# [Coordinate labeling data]
• • •
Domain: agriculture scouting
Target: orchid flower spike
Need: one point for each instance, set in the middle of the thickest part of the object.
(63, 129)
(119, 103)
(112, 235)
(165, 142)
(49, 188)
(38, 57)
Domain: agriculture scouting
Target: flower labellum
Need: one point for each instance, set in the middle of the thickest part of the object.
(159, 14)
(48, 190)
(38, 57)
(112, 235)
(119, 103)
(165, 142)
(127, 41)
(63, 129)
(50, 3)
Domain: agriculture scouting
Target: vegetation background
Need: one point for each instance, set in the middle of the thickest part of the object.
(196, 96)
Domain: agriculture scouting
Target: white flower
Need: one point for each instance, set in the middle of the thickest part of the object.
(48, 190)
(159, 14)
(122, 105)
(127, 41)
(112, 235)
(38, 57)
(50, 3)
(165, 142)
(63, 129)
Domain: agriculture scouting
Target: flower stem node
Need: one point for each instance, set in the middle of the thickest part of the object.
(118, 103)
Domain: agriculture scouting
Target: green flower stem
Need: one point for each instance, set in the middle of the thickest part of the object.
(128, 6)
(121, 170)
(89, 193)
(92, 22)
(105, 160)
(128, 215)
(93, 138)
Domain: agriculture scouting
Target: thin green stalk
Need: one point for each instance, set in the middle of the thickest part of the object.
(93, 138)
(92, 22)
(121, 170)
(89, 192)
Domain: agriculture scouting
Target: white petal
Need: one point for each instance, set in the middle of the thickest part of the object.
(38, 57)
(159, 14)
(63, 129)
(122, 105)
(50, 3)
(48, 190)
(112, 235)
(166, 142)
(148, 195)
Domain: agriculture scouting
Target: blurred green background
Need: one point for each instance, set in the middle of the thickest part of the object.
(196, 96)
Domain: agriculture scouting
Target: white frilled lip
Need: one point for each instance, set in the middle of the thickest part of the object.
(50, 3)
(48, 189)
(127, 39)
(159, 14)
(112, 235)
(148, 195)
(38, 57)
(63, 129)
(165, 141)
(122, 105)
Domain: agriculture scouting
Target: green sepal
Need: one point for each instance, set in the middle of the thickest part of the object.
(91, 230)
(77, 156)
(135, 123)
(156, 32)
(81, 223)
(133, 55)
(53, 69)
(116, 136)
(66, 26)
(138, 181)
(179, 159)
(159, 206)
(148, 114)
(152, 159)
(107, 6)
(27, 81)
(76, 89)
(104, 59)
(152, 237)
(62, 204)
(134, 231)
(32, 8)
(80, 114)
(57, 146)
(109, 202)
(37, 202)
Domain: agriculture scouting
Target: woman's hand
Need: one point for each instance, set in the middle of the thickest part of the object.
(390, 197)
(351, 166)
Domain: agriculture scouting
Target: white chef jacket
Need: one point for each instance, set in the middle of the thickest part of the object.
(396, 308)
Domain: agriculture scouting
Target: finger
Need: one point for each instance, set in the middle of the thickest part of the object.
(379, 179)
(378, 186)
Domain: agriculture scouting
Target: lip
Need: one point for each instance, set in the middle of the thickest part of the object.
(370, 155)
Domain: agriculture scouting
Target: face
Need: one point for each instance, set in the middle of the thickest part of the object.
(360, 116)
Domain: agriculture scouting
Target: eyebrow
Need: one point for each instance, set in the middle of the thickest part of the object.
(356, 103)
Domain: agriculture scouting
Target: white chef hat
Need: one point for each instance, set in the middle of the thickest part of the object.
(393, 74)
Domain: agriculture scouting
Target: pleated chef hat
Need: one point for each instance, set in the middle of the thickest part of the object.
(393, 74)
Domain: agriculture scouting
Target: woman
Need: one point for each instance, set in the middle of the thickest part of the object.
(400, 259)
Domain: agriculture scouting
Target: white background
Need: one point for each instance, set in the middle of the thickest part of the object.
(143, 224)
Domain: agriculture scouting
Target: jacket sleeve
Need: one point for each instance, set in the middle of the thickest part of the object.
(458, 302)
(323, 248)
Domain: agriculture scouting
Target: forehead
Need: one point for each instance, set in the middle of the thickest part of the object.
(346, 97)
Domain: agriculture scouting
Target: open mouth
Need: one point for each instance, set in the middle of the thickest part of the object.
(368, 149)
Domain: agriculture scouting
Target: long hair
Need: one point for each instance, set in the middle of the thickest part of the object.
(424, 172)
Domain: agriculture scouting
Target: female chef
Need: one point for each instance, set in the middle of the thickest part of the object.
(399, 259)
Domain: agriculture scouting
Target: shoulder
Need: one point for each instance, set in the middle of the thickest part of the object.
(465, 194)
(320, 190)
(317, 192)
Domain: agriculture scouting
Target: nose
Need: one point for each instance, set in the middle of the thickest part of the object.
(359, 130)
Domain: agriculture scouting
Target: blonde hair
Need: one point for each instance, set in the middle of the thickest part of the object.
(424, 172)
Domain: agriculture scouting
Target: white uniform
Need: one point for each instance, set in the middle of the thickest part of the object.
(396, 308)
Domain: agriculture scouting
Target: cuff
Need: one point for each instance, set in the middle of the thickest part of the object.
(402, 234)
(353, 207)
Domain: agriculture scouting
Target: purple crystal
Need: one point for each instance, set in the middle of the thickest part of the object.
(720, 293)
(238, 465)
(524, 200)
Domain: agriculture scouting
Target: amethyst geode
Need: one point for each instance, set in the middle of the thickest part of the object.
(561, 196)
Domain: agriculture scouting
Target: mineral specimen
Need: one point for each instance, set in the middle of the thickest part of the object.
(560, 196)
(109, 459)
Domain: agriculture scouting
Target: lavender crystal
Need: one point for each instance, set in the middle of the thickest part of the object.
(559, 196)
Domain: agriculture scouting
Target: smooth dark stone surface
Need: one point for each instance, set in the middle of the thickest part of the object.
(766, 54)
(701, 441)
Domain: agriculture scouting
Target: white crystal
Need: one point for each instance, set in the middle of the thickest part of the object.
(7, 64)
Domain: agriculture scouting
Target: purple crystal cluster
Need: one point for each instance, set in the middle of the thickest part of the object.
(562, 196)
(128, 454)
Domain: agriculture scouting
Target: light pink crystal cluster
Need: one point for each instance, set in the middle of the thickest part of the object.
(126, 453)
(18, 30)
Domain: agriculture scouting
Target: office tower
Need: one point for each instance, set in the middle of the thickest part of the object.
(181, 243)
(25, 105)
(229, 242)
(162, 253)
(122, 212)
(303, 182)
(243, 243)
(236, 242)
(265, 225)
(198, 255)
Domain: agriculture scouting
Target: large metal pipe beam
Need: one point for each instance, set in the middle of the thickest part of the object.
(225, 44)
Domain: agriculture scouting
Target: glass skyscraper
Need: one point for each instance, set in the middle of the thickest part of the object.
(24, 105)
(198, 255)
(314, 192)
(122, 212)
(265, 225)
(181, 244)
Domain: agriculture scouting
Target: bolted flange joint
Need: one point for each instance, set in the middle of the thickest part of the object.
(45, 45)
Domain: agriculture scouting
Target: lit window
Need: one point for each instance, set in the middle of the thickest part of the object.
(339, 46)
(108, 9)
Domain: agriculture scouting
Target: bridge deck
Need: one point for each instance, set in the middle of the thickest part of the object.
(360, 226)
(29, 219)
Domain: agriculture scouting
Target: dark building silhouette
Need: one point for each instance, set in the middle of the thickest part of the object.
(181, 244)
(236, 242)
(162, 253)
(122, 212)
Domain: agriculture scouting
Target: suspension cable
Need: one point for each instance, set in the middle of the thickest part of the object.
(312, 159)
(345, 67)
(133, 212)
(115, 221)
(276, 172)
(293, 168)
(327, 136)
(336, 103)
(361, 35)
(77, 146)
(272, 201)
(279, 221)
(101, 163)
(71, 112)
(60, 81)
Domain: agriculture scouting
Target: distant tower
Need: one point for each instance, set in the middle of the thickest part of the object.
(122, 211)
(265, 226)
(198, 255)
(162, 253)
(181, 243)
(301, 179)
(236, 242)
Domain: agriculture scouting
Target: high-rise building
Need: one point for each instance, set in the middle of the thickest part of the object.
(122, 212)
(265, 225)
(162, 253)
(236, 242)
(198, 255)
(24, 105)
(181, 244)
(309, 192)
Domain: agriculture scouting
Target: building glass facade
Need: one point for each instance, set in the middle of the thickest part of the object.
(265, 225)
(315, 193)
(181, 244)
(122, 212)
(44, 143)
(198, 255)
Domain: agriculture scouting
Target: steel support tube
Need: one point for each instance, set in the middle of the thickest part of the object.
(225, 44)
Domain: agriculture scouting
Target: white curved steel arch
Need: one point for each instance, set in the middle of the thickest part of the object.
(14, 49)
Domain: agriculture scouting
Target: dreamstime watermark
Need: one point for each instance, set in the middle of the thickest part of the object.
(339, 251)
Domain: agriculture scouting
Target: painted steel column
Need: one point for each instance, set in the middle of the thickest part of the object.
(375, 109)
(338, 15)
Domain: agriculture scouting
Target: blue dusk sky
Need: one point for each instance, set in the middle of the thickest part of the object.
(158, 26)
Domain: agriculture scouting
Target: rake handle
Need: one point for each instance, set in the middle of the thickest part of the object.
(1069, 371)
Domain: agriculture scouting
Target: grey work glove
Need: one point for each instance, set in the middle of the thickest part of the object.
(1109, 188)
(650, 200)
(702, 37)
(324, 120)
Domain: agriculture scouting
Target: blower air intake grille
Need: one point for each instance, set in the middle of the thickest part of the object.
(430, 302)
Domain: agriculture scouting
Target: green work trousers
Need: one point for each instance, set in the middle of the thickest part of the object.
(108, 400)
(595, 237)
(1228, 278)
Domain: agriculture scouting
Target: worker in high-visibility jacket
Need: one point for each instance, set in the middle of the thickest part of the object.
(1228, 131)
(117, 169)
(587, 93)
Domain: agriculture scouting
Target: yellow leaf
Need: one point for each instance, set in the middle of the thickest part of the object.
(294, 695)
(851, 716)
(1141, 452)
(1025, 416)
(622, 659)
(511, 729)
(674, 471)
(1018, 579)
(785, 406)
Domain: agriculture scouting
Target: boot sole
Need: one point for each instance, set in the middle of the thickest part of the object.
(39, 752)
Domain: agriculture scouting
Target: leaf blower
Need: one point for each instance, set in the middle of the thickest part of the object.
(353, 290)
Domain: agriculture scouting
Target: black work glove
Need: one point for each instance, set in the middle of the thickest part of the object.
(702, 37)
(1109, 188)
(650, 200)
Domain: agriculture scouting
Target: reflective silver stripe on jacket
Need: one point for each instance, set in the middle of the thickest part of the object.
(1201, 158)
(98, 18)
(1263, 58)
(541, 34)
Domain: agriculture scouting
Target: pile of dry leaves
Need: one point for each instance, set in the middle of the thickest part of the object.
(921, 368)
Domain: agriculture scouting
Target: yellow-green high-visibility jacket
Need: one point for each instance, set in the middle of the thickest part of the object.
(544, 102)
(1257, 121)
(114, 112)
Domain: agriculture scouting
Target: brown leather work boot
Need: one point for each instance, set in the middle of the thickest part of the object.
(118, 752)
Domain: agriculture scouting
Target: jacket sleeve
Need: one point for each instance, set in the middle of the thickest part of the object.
• • •
Identify every line above that contains the string "chef", and copy each such line. Case counts.

Target: white chef jacket
Target: white chef hat
Target: pleated chef hat
Target: female chef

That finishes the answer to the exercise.